__Testo scelto__.
◆ ◆ ◆ ◆
Poi tornai a Firenze, entusiasmata; e mi impegnai con gli antifascisti di quella Università dove frequentavo la Facoltà di Lettere. Ricordo Adriana Fabbri e Adriano Seroni che poi si sposarono e lei con il nome del marito divenne responsabile delle donne del Pci, ricordo Aldo Braibanti e molti altri giovani di allora. Facemmo una sorta di associazione degli studenti antifascisti e pochi giorni dopo, l’8 settembre, mentre eravamo riuniti, udimmo i carri armati tedeschi che passavano per piazza San Marco. Riunimmo le nostre forze e capimmo che dovevamo passare alla clandestinità. Con noi c’erano anche Mario Spinella ed Emanuele Rocco, ci riunivamo in casa sua. Io tenevo i collegamenti tra i diversi gruppi partigiani, ero una staffetta, ma facevo anche azioni molto più impegnative. Come quella del 3 giugno 1944. […]
Ricordo molto bene la data perché il giorno dopo mi sono laureata in modo rocambolesco.
◆ ◆ ◆ ◆
__Compito 1__. Traduci in inglese questa frase del brano sugli studenti antifascisti di Firenze: «Riunimmo le nostre forze e capimmo che dovevamo passare alla clandestinità».
__Compito 2__. Elenca tutte le persone indicate per nome nel brano sugli studenti antifascisti di Firenze.

__Elenco dei dati__.
◆ ◆ ◆ ◆
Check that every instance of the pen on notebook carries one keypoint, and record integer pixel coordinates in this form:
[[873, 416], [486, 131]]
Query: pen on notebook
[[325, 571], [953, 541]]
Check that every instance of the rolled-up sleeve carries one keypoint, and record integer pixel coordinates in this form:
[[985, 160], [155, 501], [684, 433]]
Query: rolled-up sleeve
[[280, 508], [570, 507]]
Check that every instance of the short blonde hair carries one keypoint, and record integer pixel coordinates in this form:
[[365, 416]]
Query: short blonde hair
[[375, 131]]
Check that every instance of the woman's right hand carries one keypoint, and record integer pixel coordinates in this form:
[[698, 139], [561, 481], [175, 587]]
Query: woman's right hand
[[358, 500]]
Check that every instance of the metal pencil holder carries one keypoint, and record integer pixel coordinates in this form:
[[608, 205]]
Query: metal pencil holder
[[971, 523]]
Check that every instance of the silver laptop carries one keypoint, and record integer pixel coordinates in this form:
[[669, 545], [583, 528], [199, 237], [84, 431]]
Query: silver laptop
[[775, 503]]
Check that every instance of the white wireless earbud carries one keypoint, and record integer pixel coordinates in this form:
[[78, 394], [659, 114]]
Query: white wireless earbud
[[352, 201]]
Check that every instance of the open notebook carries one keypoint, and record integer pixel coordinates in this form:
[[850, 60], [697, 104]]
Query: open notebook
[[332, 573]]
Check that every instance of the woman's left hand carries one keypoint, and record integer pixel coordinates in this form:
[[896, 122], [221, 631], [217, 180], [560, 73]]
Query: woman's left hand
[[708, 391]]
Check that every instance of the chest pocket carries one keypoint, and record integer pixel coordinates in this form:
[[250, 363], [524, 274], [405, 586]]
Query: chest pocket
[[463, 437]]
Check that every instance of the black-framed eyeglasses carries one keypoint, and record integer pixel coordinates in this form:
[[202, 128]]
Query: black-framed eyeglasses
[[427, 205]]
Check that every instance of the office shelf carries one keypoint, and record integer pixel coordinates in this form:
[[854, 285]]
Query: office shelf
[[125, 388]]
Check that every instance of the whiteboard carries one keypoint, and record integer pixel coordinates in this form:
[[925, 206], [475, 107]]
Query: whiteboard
◆ ◆ ◆ ◆
__Risposta scritta 1__. We gathered our forces and understood that we had to go underground.

__Risposta scritta 2__. Adriana Fabbri, Adriano Seroni, Aldo Braibanti, Mario Spinella, Emanuele Rocco